**Goal of the exercise**
Extend the forum comment on applying academic hiring research, starting after its final sentence.

**Source**

Thanks for writing this! I’ve personally struggled to apply academic research to my hiring, and now roughly find myself in the position of who “Stubborn Reliance” is criticizing, i.e. I am aware of academic research but believe it doesn’t apply to me (at least not in any useful way). I would be interested to hear more motivation/explanation about why hiring managers should take these results seriously.
Two small examples of why I think the literature is hard to apply:
GMA Tests If you take hiring literature seriously, my impression is that the thing you would most take away is that you should use GMA tests. It repeatedly shows up as the most predictive test, often by a substantial margin.[1]
But even you, in this article arguing that people should use academic research, suggest to not use GMA tests. I happen to think you are right that GMA tests aren’t super useful, but the fact that the primary finding of a field is dismissed in a couple sentences seems worthy of note.
Structured versus unstructured interviews The thing which primarily caused me to update against using academic hiring research is the question of structured versus unstructured interviews. Hunter and Schmidt 1998, which I understand to be the granddaddy of hiring predictors meta-analyses, found that structured interviews were substantially better than unstructured ones. But the 2016 update found that they were actually almost identical – as I understand it, this update is because of a change in statistical technique (the handling of range restriction).
Regardless of whether structured or unstructured interviews are actually better, the fact that the result you get from academic literature depends on a fairly esoteric statistics question highlights how difficult it is to extract meaning from this research.[2]
My impression is that this is true of psychology more broadly: you can’t just read an abstract which says “structured > unstructured” and conclude something useful; you have to really dig into the statistical methods, data sources, and often times you even need to request materials which weren’t made public to actually get a sense of what’s going on.
I’m not trying to criticize organizational psychologists – reality just is very complicated. But I do think this means that the average hiring manager – or even the average hiring manager who is statistically literate – can’t really get much useful information from these kinds of academic reviews.
E.g. Hunter and Schmidt 1998: “The most wellknown conclusion from this research is that for hiring employees without previous experience in the job the most valid predictor of future performance and learning is general mental ability ([GMA], i.e., intelligence or general cognitive ability; Hunter & Hunter, 1984; Ree & Earles, 1992)”

**Provided material**
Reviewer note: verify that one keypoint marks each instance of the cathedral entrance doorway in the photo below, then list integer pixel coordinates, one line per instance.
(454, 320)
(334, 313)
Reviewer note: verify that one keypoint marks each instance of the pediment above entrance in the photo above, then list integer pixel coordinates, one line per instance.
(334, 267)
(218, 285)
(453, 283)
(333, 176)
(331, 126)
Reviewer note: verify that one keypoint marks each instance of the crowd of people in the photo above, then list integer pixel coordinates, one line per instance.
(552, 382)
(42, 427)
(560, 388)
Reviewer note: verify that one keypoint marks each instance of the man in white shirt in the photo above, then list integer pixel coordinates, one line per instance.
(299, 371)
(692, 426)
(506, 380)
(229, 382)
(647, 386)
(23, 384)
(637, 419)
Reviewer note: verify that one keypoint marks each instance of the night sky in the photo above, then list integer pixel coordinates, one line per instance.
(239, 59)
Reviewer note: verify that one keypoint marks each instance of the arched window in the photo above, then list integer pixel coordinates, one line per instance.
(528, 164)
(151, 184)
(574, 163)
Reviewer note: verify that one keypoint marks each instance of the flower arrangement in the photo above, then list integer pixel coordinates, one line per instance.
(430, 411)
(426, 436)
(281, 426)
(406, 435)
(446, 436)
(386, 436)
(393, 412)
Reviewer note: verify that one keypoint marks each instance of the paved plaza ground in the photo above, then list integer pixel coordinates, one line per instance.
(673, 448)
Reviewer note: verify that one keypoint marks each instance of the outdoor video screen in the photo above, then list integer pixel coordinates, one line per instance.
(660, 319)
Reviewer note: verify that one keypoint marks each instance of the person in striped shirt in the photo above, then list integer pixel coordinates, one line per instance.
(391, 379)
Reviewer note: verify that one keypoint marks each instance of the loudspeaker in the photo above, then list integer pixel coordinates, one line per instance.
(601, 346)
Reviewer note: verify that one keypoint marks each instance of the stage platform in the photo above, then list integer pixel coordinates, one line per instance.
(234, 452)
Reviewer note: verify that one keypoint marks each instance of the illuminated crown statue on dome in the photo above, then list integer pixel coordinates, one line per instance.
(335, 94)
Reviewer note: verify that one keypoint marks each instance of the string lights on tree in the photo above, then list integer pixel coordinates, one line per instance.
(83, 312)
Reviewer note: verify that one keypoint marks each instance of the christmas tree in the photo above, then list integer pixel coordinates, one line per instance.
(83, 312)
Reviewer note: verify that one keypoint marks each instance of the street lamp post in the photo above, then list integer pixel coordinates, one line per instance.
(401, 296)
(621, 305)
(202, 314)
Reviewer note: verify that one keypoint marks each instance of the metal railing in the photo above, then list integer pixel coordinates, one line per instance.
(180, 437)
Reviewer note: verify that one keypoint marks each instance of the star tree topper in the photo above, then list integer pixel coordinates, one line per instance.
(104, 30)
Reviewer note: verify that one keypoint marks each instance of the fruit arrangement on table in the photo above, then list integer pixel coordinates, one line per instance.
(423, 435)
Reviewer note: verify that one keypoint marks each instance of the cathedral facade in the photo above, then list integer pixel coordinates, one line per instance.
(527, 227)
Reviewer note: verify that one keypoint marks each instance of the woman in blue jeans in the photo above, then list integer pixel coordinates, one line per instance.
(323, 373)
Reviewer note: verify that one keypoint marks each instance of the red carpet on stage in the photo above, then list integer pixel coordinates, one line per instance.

**Result for this exercise**
I briefly skimmed the papers you cited in favor of structured interviews. I couldn’t immediately tell how they were handling range restriction; no doubt a better statistician than myself could figure this out easily, but I think it proves my point that it’s quite hard for the average hiring manager to make sense of the academic literature.
I think that “dismissal” is a bit of a mischaracterization. I can try to explain my current stance on GMA tests a little more. All of the research I’ve read that link GMA to work performance uses data from 1950s to 1980s, and I haven’t seen what tool/test they use to measure GMA. So I think that my concerns are mainly two factors: First, I haven’t yet read anything to suggest that the tools/tests used really do measure GMA. They might end up measuring household wealth or knowledge of particular arithmetic conventions, as GMAT seems to do. I don’t know, because I haven’t looked at the details of these older studies. Second, my rough impression is that psychological tests/tools from that era were mainly implemented by and tested on a sample of people that doesn’t seem particularly representative of humanity as a whole, or even of the USA as a whole.
My current stance isn’t that GMA is useless, but that there are a few obstacles that I’d like to see overcome before I recommend it. I also have only a vague knowledge of the legal risks, thus I want to encourage caution for any organization trying to implement GMA as part of hiring criteria.
If you have recommended readings that you would be willing to share, especially ones that could help me clarify the current concerns, I’d be happy to see them.
But the 2016 update found that they were actually almost identical – as I understand it, this update is because of a change in statistical technique (the handling of range restriction).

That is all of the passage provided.